## WHAT YOU SHOULD DO:
Convert the listing below into a JSON list of strings, with one string for each line and blank lines omitted.

(Dataset rows on where objects appear)
»»

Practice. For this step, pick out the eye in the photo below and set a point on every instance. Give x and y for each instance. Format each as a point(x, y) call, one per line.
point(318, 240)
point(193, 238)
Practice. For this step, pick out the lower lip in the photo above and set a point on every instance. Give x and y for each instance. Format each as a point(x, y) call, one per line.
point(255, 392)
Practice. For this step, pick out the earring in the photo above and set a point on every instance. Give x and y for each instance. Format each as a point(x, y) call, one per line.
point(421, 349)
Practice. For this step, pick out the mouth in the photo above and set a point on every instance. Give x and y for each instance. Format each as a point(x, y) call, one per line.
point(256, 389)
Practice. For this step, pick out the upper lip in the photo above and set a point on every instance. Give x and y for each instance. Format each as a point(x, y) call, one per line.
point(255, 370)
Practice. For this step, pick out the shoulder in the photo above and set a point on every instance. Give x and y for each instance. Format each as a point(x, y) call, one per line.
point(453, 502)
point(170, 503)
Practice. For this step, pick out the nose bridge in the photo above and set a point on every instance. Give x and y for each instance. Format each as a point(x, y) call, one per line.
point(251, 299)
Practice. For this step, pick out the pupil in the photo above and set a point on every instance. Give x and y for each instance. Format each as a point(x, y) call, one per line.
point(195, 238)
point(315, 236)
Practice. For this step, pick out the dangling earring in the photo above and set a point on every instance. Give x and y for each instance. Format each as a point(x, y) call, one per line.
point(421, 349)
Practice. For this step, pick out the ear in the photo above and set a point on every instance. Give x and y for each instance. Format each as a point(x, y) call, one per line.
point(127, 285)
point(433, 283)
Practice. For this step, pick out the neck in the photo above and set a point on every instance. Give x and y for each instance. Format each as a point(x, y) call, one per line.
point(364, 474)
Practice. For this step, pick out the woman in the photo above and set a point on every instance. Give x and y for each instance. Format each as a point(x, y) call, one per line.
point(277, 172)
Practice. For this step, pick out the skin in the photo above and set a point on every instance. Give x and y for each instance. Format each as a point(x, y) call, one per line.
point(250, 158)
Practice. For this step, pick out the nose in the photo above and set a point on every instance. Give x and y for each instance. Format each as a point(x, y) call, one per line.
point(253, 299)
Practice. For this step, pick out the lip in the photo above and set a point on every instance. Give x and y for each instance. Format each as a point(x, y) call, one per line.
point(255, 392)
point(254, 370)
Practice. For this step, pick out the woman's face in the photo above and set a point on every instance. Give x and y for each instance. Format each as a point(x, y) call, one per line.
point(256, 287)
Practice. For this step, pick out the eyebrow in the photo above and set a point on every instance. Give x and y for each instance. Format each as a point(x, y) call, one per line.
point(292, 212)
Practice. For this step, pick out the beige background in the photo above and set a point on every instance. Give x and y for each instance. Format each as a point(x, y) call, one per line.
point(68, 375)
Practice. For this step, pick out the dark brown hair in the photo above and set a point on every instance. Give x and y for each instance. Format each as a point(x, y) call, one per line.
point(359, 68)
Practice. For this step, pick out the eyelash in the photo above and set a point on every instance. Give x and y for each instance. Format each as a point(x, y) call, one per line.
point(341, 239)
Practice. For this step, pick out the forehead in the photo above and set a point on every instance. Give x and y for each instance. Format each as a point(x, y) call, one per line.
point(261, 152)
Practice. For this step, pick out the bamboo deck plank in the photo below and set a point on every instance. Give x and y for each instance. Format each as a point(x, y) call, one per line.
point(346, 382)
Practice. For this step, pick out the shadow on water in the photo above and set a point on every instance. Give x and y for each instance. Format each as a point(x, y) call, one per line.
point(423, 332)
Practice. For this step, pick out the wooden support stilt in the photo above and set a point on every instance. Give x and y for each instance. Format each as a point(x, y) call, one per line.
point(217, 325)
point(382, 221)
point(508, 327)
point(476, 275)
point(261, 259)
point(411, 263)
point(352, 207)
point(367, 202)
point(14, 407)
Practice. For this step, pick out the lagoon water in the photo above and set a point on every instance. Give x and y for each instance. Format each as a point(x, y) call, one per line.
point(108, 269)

««

## EXERCISE ANSWER:
[
  "Practice. For this step, pick out the eye in the photo below and set a point on every instance. Give x and y for each instance. Format each as a point(x, y) call, one per line.",
  "point(318, 240)",
  "point(193, 238)",
  "Practice. For this step, pick out the lower lip in the photo above and set a point on every instance. Give x and y for each instance. Format each as a point(x, y) call, one per line.",
  "point(255, 392)",
  "Practice. For this step, pick out the earring in the photo above and set a point on every instance. Give x and y for each instance. Format each as a point(x, y) call, one per line.",
  "point(421, 349)",
  "Practice. For this step, pick out the mouth in the photo above and set a point on every instance. Give x and y for each instance. Format each as a point(x, y) call, one per line.",
  "point(256, 389)",
  "Practice. For this step, pick out the upper lip in the photo above and set a point on every instance. Give x and y for each instance. Format each as a point(x, y) call, one per line.",
  "point(255, 370)",
  "Practice. For this step, pick out the shoulder in the photo above and set a point on every instance. Give x and y for each instance. Format each as a point(x, y) call, one per line.",
  "point(453, 502)",
  "point(170, 503)",
  "Practice. For this step, pick out the nose bridge in the photo above and set a point on every instance. Give x and y for each instance. Format each as a point(x, y) call, one per line.",
  "point(251, 299)",
  "Practice. For this step, pick out the pupil in the photo above and set a point on every instance. Give x and y for each instance. Format each as a point(x, y) call, one per line.",
  "point(195, 238)",
  "point(315, 236)",
  "Practice. For this step, pick out the dangling earring in the photo above and set a point on every instance. Give x and y for each instance. Format each as a point(x, y) call, one per line.",
  "point(421, 349)",
  "Practice. For this step, pick out the ear in the photo above and set a point on every instance. Give x and y for each instance. Format each as a point(x, y) call, one per line.",
  "point(127, 285)",
  "point(433, 283)",
  "Practice. For this step, pick out the neck in the photo above and set a point on every instance. Give x and y for each instance. Format each as a point(x, y) call, one per line.",
  "point(364, 474)",
  "Practice. For this step, pick out the woman in the photo above and set a point on every instance. Give x and y for each instance. Format each as a point(x, y) call, one per line.",
  "point(277, 172)",
  "Practice. For this step, pick out the skin in the photo above and set a point on every instance. Give x and y for each instance. Format each as a point(x, y) call, one per line.",
  "point(250, 158)",
  "Practice. For this step, pick out the nose in the photo above and set a point on every instance. Give x and y for each instance. Format each as a point(x, y) call, one per line.",
  "point(253, 299)",
  "Practice. For this step, pick out the lip in the photo above and set a point on every instance. Give x and y for each instance. Format each as a point(x, y) call, one per line.",
  "point(255, 392)",
  "point(254, 370)",
  "Practice. For this step, pick out the woman's face in the photo above and set a point on every instance. Give x and y for each instance. Format each as a point(x, y) call, one per line.",
  "point(256, 287)",
  "Practice. For this step, pick out the eyebrow in the photo above and set a point on every instance. Give x and y for each instance. Format each as a point(x, y) call, one per line.",
  "point(292, 212)",
  "Practice. For this step, pick out the beige background in the photo above and set a point on every instance. Give x and y for each instance. Format each as a point(x, y) call, one per line.",
  "point(68, 375)",
  "Practice. For this step, pick out the dark brown hair in the photo above and set a point on every instance. Give x and y for each instance. Format each as a point(x, y) call, one per line.",
  "point(359, 68)",
  "Practice. For this step, pick out the eyelash in the photo above and set a point on every instance. Give x and y for each instance. Format each as a point(x, y) call, one per line.",
  "point(341, 239)",
  "Practice. For this step, pick out the forehead in the photo above and set a point on every instance. Give x and y for each instance. Format each as a point(x, y) call, one per line.",
  "point(261, 152)",
  "Practice. For this step, pick out the bamboo deck plank in the photo below and set a point on every instance. Give x and y for each instance. Format each as a point(x, y) call, one per line.",
  "point(346, 382)",
  "Practice. For this step, pick out the shadow on water in the photo above and set a point on every instance. Give x and y for each instance. Format each as a point(x, y) call, one per line.",
  "point(423, 332)",
  "Practice. For this step, pick out the wooden support stilt in the photo above and set a point on every instance. Give x and y for each instance. Format each as a point(x, y) call, one per line.",
  "point(217, 325)",
  "point(382, 221)",
  "point(508, 327)",
  "point(476, 275)",
  "point(261, 259)",
  "point(411, 263)",
  "point(352, 207)",
  "point(367, 202)",
  "point(14, 407)",
  "Practice. For this step, pick out the lagoon water in the photo above and set a point on every instance. Give x and y for each instance. Format each as a point(x, y) call, one per line.",
  "point(108, 269)"
]